— START RECORDS FOR THE TASK —

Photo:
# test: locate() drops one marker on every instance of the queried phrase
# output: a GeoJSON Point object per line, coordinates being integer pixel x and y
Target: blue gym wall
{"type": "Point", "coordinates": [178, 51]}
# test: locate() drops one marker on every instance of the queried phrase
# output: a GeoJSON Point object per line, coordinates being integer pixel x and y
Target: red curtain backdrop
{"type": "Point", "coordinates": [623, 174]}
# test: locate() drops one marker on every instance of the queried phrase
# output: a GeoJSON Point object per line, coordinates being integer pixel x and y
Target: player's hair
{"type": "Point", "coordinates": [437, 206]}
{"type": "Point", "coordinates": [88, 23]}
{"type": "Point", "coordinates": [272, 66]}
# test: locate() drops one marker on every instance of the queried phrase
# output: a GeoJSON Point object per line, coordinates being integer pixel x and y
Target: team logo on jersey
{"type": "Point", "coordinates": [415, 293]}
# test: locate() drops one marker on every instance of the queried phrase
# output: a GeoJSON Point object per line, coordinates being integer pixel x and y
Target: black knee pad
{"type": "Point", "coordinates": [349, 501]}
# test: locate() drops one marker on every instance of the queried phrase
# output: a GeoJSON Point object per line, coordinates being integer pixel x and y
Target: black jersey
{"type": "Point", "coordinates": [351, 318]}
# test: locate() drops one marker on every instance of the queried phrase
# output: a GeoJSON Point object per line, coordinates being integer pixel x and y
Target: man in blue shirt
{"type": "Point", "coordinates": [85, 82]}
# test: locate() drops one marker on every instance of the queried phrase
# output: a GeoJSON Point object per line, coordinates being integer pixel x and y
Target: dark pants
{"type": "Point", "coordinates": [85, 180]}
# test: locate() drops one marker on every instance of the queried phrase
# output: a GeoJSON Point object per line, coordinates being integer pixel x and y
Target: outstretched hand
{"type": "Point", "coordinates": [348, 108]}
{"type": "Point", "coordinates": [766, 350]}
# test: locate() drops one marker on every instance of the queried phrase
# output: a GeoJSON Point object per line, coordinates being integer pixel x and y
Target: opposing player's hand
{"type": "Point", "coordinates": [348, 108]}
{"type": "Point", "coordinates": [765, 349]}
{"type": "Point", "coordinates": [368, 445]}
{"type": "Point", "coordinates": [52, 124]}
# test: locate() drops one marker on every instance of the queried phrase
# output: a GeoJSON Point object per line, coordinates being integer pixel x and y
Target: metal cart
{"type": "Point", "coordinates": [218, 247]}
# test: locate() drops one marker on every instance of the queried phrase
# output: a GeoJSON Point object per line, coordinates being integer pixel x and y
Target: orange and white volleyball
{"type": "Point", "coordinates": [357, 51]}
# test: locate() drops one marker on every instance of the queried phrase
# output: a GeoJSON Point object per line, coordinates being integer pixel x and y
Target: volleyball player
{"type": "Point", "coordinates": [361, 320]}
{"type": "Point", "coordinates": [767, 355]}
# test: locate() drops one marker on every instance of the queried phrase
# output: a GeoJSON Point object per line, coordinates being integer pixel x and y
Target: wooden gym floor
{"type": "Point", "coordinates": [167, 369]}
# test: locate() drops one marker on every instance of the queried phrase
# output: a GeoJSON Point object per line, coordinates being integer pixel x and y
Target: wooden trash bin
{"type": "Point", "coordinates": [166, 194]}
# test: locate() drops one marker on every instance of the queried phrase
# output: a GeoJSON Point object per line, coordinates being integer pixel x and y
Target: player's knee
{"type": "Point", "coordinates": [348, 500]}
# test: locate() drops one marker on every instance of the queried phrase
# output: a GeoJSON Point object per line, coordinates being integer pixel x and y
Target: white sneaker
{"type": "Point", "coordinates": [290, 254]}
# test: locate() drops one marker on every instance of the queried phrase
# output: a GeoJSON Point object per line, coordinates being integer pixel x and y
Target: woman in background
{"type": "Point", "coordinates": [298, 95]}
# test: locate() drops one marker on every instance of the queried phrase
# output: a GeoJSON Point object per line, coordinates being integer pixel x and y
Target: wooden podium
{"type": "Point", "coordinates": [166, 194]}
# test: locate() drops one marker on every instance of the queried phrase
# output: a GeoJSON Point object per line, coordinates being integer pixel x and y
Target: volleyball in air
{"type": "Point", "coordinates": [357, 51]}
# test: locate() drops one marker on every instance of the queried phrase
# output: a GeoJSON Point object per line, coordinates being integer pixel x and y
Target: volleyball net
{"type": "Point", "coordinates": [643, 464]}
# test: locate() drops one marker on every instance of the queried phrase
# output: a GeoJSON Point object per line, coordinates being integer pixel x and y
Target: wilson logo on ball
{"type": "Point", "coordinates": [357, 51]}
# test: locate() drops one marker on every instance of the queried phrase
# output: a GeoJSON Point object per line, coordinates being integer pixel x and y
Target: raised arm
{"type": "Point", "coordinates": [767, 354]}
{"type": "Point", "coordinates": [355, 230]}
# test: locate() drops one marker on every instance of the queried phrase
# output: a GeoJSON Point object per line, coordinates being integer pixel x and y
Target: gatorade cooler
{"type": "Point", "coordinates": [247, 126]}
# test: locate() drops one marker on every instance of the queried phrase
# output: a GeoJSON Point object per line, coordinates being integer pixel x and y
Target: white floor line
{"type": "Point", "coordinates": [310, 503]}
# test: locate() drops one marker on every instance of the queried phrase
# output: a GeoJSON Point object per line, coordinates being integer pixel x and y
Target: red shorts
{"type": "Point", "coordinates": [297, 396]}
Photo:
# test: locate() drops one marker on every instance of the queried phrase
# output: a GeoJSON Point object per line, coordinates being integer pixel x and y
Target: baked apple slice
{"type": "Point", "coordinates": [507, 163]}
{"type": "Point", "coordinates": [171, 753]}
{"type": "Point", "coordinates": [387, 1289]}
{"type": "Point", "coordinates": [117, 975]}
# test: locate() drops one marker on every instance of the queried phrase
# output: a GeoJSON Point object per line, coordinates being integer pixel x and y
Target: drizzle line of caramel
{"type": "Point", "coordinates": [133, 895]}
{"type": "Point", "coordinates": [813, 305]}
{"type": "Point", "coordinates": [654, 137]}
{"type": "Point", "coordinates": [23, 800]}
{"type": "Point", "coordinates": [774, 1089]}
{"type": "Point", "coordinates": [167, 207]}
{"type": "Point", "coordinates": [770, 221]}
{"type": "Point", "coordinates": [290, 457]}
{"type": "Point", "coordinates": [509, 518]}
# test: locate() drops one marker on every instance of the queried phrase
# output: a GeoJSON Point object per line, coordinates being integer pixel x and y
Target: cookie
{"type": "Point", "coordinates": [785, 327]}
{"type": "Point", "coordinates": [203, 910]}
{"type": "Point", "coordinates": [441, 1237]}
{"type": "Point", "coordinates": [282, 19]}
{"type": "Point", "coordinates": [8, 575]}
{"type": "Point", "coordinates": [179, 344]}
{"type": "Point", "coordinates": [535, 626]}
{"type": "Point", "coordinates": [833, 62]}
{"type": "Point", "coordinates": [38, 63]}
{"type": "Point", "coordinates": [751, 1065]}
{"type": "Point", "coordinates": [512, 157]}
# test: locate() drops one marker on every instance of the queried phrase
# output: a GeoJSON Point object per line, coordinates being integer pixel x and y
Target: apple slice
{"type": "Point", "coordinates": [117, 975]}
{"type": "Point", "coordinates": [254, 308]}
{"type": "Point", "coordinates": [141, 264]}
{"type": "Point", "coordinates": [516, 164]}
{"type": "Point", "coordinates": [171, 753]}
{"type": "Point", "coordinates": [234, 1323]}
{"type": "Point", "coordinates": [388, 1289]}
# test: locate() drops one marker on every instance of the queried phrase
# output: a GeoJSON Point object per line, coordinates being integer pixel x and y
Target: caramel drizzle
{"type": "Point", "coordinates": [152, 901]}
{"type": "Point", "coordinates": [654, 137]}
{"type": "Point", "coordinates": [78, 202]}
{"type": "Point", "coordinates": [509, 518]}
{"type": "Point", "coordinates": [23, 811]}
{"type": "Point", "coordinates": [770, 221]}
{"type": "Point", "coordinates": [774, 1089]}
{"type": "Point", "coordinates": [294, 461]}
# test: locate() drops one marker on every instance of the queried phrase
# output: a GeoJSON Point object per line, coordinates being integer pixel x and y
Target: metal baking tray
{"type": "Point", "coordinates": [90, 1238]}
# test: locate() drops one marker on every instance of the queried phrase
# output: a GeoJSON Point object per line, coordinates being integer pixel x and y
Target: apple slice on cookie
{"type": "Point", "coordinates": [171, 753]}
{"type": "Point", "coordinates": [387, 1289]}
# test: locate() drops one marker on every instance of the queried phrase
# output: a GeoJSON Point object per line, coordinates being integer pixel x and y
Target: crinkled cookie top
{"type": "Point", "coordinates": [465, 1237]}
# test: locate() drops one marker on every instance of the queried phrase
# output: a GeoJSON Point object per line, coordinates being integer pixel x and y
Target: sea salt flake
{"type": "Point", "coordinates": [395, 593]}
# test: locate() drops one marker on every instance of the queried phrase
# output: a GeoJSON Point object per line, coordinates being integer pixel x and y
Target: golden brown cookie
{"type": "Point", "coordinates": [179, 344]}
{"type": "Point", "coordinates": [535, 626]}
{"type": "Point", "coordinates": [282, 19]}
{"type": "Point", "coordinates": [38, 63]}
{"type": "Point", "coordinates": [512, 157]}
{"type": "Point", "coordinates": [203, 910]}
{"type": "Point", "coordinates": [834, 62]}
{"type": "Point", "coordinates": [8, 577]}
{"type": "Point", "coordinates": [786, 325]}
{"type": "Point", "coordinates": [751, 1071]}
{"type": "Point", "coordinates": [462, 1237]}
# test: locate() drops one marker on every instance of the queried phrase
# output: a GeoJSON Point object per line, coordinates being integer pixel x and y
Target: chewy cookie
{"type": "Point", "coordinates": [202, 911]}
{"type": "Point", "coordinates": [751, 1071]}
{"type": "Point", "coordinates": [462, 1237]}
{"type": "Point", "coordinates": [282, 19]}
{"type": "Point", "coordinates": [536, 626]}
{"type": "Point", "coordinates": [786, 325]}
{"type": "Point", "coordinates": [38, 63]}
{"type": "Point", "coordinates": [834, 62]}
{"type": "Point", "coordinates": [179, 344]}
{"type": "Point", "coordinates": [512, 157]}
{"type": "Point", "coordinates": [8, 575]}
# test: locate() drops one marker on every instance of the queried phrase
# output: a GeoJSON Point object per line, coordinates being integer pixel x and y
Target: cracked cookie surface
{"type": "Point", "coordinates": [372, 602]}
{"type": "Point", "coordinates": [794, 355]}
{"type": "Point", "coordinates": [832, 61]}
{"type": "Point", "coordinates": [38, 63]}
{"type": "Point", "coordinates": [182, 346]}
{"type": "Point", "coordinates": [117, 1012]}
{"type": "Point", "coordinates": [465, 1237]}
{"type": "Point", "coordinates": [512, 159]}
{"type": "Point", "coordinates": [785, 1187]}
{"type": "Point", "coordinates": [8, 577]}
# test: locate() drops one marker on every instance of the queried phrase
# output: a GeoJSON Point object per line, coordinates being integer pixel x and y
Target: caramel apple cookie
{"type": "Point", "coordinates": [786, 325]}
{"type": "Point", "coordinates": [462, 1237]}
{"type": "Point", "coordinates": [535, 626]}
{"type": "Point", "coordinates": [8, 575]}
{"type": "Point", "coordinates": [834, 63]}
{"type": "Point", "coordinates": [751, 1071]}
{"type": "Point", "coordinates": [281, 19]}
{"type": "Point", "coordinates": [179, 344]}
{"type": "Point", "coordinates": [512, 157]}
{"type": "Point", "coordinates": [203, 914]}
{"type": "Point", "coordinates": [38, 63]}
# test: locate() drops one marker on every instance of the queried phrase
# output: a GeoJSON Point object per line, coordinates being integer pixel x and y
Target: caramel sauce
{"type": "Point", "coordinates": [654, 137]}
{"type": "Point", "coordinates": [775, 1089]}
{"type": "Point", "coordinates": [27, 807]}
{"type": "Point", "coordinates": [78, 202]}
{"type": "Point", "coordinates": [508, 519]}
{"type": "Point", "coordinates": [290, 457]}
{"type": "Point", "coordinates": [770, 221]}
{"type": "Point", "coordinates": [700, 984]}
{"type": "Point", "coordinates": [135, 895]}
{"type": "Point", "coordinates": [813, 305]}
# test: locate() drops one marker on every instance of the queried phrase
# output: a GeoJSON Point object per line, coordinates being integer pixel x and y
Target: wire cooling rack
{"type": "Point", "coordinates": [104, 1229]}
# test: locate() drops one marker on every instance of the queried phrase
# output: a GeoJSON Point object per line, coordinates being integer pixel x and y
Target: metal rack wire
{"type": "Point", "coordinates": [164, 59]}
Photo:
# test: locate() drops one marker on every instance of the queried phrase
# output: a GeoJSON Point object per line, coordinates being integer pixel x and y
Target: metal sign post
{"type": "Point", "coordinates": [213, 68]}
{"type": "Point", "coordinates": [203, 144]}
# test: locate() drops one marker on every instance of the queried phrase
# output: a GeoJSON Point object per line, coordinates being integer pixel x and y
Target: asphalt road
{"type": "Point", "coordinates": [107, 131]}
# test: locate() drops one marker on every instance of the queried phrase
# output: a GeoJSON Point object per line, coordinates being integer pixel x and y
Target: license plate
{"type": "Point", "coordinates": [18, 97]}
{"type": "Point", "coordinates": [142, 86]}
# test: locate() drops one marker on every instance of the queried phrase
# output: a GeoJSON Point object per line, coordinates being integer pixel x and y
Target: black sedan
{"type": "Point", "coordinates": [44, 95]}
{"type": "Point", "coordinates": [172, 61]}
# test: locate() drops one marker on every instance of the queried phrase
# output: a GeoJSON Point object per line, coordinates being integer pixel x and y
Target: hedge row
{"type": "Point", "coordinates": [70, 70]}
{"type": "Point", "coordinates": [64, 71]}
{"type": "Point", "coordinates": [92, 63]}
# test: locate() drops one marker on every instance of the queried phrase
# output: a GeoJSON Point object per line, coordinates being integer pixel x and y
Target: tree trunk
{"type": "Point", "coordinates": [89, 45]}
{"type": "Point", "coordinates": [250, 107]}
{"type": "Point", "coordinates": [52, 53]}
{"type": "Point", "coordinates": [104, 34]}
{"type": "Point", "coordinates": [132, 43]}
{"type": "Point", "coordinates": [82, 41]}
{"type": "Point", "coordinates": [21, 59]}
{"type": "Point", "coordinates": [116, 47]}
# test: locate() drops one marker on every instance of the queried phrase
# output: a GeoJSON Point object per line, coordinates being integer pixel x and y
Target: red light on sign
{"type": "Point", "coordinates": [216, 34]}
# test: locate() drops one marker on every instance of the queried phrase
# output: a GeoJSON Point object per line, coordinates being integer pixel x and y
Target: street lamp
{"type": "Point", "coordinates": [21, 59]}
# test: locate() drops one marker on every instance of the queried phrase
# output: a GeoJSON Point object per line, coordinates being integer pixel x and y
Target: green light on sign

— END RECORDS FOR THE TASK —

__TASK BRIEF__.
List each line of the items above that contains the string "caramel", treating uppercase and lowercase as different.

__CORRECT RESPONSE__.
Target: drizzle line of caramel
Target: caramel drizzle
Target: caramel apple cookie
Target: caramel sauce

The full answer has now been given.